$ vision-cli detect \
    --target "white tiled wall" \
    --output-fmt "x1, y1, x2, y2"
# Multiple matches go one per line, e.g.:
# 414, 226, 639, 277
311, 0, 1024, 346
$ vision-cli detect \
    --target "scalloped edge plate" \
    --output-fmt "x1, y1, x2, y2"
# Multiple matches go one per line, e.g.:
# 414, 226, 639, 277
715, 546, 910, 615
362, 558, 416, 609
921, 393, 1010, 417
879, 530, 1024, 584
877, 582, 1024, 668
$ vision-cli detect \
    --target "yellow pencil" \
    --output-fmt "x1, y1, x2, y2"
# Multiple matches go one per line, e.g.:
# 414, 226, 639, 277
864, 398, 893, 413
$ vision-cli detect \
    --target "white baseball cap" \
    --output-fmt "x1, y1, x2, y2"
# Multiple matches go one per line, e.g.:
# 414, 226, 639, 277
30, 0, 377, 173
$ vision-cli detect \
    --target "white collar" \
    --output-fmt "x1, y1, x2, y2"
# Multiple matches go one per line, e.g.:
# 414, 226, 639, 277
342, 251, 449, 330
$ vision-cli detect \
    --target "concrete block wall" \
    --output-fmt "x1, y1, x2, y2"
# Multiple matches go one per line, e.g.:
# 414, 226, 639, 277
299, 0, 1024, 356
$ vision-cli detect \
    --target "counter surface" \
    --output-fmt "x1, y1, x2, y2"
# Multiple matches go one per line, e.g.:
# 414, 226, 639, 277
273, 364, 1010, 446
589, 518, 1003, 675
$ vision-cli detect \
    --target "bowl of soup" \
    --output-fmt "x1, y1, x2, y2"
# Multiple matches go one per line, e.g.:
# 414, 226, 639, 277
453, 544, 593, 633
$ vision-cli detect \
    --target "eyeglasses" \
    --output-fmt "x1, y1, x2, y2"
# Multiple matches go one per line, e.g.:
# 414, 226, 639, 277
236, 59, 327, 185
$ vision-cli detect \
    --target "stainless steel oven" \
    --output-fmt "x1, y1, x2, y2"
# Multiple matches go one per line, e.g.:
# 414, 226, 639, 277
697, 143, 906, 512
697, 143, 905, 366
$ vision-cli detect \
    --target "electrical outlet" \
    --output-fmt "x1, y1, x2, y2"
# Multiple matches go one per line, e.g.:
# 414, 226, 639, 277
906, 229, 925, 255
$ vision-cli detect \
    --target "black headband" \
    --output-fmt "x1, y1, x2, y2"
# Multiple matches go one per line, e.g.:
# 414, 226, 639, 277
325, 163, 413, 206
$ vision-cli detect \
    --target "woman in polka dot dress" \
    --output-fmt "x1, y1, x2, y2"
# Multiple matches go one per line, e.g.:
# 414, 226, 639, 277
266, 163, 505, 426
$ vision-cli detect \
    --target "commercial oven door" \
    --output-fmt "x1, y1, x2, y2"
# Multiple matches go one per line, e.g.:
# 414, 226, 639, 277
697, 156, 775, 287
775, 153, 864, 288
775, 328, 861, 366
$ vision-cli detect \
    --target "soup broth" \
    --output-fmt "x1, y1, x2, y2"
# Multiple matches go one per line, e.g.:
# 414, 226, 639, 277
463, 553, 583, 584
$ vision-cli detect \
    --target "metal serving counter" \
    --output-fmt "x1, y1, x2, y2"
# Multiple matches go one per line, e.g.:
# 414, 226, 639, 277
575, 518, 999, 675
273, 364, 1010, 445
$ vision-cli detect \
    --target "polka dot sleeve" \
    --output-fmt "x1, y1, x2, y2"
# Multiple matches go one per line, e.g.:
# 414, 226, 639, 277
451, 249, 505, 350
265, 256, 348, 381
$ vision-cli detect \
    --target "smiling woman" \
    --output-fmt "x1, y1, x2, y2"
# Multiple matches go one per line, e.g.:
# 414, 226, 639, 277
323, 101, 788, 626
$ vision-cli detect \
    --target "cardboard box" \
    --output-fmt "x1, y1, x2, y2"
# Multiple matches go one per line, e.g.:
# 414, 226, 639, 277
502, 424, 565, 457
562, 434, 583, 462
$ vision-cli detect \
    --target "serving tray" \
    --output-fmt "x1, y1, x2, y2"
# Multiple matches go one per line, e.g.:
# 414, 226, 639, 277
☆ ☆ ☆ ☆
▸ GOAL: Copy out all of the entries above again, switching every "polka dot" to "striped" and leaving everything else as it is.

▸ SOLUTION FOR THIS PROBLEM:
$ vision-cli detect \
    --target "white tiled wall" \
    --output-fmt "x1, y1, x2, y2"
# Multiple matches go one per line, e.g.:
# 414, 226, 639, 277
311, 0, 1024, 346
$ vision-cli detect \
    --target "scalloped edge plate" \
    --output-fmt "x1, y1, x2, y2"
# Multiple matches go one per line, e.g.:
# 414, 226, 639, 277
715, 546, 910, 615
362, 558, 416, 609
921, 393, 1010, 417
879, 530, 1024, 584
877, 582, 1024, 668
$ vision-cli detect \
    --target "yellow pencil" \
    --output-fmt "x1, y1, x2, y2"
# Multiple matches go one per line, e.g.:
# 414, 226, 639, 277
864, 398, 893, 413
$ vision-cli detect \
    --target "white baseball cap" \
    --output-fmt "x1, y1, x2, y2"
# Multiple matches go one per line, e.g.:
# 414, 226, 639, 277
30, 0, 377, 173
$ vision-cli detect \
    --target "white collar" \
    --output-fmt "x1, y1, x2, y2"
# Multiple matches go one per line, e.g.:
# 414, 226, 639, 277
342, 251, 449, 330
$ vision-cli detect \
    --target "concrete block wall" \
    --output-fmt "x1, y1, x2, y2"
# Multiple matches go one per line, e.g.:
# 414, 226, 639, 277
299, 0, 1024, 356
$ vision-cli detect \
    --target "counter surface" \
    --output-fmt "x1, y1, x2, y2"
# Multiple matches go one per line, e.g.:
# 414, 226, 639, 277
273, 364, 1010, 446
589, 518, 1003, 675
$ vision-cli detect \
    --target "bowl of soup" \
    --output-fmt "x1, y1, x2, y2"
# Multiple matches go one per line, e.g.:
# 414, 226, 639, 277
453, 544, 593, 633
$ vision-cli detect \
    --target "eyeglasses" \
    --output-fmt "x1, y1, x2, y2"
# Multiple matches go one per line, e.g.:
# 414, 226, 639, 277
236, 59, 327, 185
$ vision-cli detect \
    --target "stainless steel oven" \
    --output-fmt "x1, y1, x2, y2"
# Multiple matches go one per line, e.g.:
# 414, 226, 639, 277
697, 143, 906, 512
697, 143, 905, 366
$ vision-cli detect \
    --target "electrical outlet" \
    --output-fmt "x1, y1, x2, y2"
# Multiple matches go one per line, e.g.:
# 414, 226, 639, 277
906, 229, 925, 255
$ vision-cli detect \
    --target "black headband" \
    --output-fmt "x1, y1, x2, y2"
# Multiple matches go one per line, e.g.:
# 414, 226, 639, 277
325, 163, 413, 206
$ vision-cli detect \
    --target "woman in striped dress" \
    --output-fmt "x1, y1, x2, y2"
# Multiple matches go one per line, e.g.:
# 414, 226, 639, 277
266, 163, 505, 426
$ vision-cli detect \
    --target "commercial oven door" \
    --output-fmt "x1, y1, x2, y2"
# Multiple matches go one per line, e.g.:
# 414, 226, 639, 277
697, 156, 775, 287
775, 153, 864, 288
775, 328, 861, 366
$ vision-cli detect \
    --target "soup broth" \
    --output-fmt "x1, y1, x2, y2"
# Multiple matches go one per line, e.g.:
# 414, 226, 639, 277
463, 553, 583, 584
$ vision-cli detect \
    --target "metal serving counter" \
    --output-fmt "x1, y1, x2, y2"
# Multiple matches go one per line, e.g.:
# 414, 226, 639, 277
575, 518, 999, 675
273, 364, 1010, 445
$ vision-cli detect \
    --target "striped sleeve" \
    --output-fmt "x1, y1, x2, y2"
# Multiple matches go one per line, e.g.:
# 414, 226, 639, 277
451, 249, 505, 350
265, 256, 348, 381
$ vision-cli detect \
    --target "smiling woman" \
    --output-fmt "x1, y1, x2, y2"
# Multiple matches go one per line, e.g.:
# 414, 226, 639, 277
323, 101, 788, 626
$ vision-cli detect \
    --target "cardboard box" \
    --output-fmt "x1, y1, x2, y2"
# Multiple matches go one per line, e.g.:
# 414, 226, 639, 277
502, 424, 565, 457
562, 434, 583, 462
$ vision-cli detect \
    --target "serving tray" \
    --output-fmt "x1, y1, x2, y2"
# Multiple matches go one per line, e.g.:
# 414, 226, 639, 277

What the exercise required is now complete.